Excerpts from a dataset
□ □ □ □ □

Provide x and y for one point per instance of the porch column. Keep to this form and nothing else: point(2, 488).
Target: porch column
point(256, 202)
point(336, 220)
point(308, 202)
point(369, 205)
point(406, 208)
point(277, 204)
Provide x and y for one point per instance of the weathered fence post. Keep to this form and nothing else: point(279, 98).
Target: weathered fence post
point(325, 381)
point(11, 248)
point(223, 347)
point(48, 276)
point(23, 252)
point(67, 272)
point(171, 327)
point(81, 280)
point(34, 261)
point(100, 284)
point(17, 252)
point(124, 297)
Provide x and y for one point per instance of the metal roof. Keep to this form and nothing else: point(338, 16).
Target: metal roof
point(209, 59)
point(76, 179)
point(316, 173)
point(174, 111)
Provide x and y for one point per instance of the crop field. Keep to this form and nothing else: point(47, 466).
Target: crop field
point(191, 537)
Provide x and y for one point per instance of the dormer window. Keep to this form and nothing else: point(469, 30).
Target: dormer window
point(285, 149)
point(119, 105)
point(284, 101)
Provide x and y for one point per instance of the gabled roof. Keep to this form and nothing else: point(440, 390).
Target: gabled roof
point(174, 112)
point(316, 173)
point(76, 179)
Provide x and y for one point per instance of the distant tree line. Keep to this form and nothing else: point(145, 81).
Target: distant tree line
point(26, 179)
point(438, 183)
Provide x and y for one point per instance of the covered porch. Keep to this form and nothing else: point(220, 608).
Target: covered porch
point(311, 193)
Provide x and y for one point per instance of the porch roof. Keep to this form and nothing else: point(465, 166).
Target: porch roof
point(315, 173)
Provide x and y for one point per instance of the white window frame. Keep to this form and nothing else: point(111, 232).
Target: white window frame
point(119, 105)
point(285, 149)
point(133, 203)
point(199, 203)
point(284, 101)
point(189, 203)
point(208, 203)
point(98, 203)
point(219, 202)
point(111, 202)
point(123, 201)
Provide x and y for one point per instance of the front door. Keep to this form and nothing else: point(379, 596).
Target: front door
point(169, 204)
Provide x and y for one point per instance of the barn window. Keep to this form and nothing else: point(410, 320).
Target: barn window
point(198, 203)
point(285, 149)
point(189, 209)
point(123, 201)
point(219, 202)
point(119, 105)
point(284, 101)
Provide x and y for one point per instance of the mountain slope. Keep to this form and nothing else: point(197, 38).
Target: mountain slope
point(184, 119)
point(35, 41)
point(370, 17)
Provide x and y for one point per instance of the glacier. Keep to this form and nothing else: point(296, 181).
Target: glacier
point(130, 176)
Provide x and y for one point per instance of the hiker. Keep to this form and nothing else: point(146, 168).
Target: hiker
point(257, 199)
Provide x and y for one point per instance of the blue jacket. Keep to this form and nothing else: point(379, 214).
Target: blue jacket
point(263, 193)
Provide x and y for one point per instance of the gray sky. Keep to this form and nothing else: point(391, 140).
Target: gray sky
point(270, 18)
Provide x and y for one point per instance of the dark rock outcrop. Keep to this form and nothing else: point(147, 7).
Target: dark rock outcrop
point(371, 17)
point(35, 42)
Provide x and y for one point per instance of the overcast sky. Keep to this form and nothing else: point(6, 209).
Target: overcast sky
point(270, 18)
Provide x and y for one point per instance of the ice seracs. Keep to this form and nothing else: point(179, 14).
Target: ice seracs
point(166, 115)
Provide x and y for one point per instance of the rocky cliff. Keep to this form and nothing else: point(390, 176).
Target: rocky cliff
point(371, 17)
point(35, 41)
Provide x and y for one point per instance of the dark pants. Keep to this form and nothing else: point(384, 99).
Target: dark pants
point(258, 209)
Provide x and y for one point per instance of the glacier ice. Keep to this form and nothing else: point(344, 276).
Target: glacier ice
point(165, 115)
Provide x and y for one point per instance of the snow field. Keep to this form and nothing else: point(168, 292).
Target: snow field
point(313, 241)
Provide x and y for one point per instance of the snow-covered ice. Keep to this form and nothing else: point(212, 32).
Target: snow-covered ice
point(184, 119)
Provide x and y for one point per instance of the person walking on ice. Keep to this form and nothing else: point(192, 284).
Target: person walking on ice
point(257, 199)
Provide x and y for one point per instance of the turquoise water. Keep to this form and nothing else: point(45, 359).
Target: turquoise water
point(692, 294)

□ □ □ □ □

Task objective: Nothing but an exact transcription of the records is expected.

Answer to this task:
Provide x and y for one point per instance of the porch column. Keep to this form and nothing else: point(2, 488).
Target: porch column
point(256, 202)
point(336, 220)
point(308, 202)
point(369, 205)
point(406, 208)
point(277, 204)
Provide x and y for one point per instance of the weathered fence post. Keep to this form and nothing else: point(279, 98).
Target: weathered fence post
point(325, 381)
point(11, 248)
point(223, 347)
point(48, 276)
point(23, 252)
point(67, 272)
point(171, 327)
point(81, 280)
point(34, 261)
point(100, 284)
point(17, 252)
point(124, 297)
Provide x and y for one point per instance of the metal roof. Keep to this form and nothing else: point(338, 16).
Target: metal roof
point(209, 59)
point(76, 179)
point(316, 173)
point(174, 111)
Provide x and y for one point per instance of the crop field. Keep to this form and nothing else: point(47, 466).
Target: crop field
point(191, 537)
Provide x and y for one point per instance of the dormer window. Keep to this form and nothing else: point(469, 30).
Target: dormer window
point(285, 149)
point(119, 105)
point(284, 101)
Provide x and y for one point per instance of the gabled roof. Keep to this form and nothing else: point(440, 390).
Target: gabled roof
point(174, 112)
point(316, 173)
point(76, 179)
Provide x and y for one point per instance of the distant tree line. Keep to this form and nothing else: point(145, 81).
Target: distant tree line
point(26, 179)
point(438, 183)
Provide x and y for one point per instance of the covered porch. Keep to this form and nothing else: point(220, 608).
Target: covered porch
point(311, 193)
Provide x and y for one point per instance of the porch roof. Keep to this form and nothing else: point(465, 166).
Target: porch roof
point(315, 173)
Provide x and y for one point per instance of the white window frame. Keep to this form and nothing else: point(111, 232).
Target: white window frame
point(119, 105)
point(285, 149)
point(133, 203)
point(199, 203)
point(284, 101)
point(189, 203)
point(208, 203)
point(98, 203)
point(219, 202)
point(111, 202)
point(123, 201)
Provide x and y for one point per instance of the front door. Keep to this form and nothing else: point(379, 596).
Target: front door
point(169, 204)
Provide x and y for one point per instance of the barn window. Keep to this form and nothing else: point(410, 320).
Target: barn window
point(198, 203)
point(285, 149)
point(189, 209)
point(123, 201)
point(219, 202)
point(119, 105)
point(284, 101)
Provide x and y for one point per instance of the mountain slope. Keep to this form and nothing else: point(197, 38).
Target: mountain slope
point(184, 119)
point(35, 41)
point(370, 17)
Provide x and y for one point per instance of the glacier. Keep to this form and nothing else: point(296, 181).
Target: glacier
point(130, 176)
Provide x and y for one point per instance of the hiker. Keep to this form and nothing else: point(146, 168).
Target: hiker
point(257, 199)
Provide x and y for one point per instance of the blue jacket. Keep to this form and nothing else: point(379, 214).
Target: blue jacket
point(263, 193)
Provide x and y for one point per instance of the gray sky. Keep to this form and nothing else: point(391, 140).
Target: gray sky
point(270, 18)
Provide x and y for one point per instance of the dark rock outcrop. Keep to this form and nothing else: point(147, 7).
Target: dark rock outcrop
point(371, 17)
point(35, 42)
Provide x and y for one point per instance of the overcast sky. Keep to this form and nothing else: point(6, 209).
Target: overcast sky
point(270, 18)
Provide x and y for one point per instance of the ice seracs. Keep to this form and nothing else: point(179, 14).
Target: ice seracs
point(166, 115)
Provide x and y for one point per instance of the rocky cliff. Keep to this form and nothing else: point(390, 176).
Target: rocky cliff
point(371, 17)
point(35, 41)
Provide x and y for one point per instance of the dark pants. Keep to this form and nothing else: point(384, 99).
Target: dark pants
point(258, 209)
Provide x and y for one point per instance of the glacier ice. Keep to this form and nothing else: point(344, 276).
Target: glacier ice
point(165, 115)
Provide x and y for one point per instance of the snow field. Keep to this form and nothing else: point(168, 292).
Target: snow field
point(313, 241)
Provide x and y for one point per instance of the snow-covered ice. Keep to this form and nothing else: point(212, 32).
Target: snow-covered ice
point(184, 119)
Provide x and y for one point per instance of the person walking on ice. Keep to this form and nothing else: point(192, 284).
Target: person walking on ice
point(257, 199)
Provide x and y for one point per instance of the turquoise water. Keep to this form and nothing else: point(45, 359).
Target: turquoise water
point(692, 294)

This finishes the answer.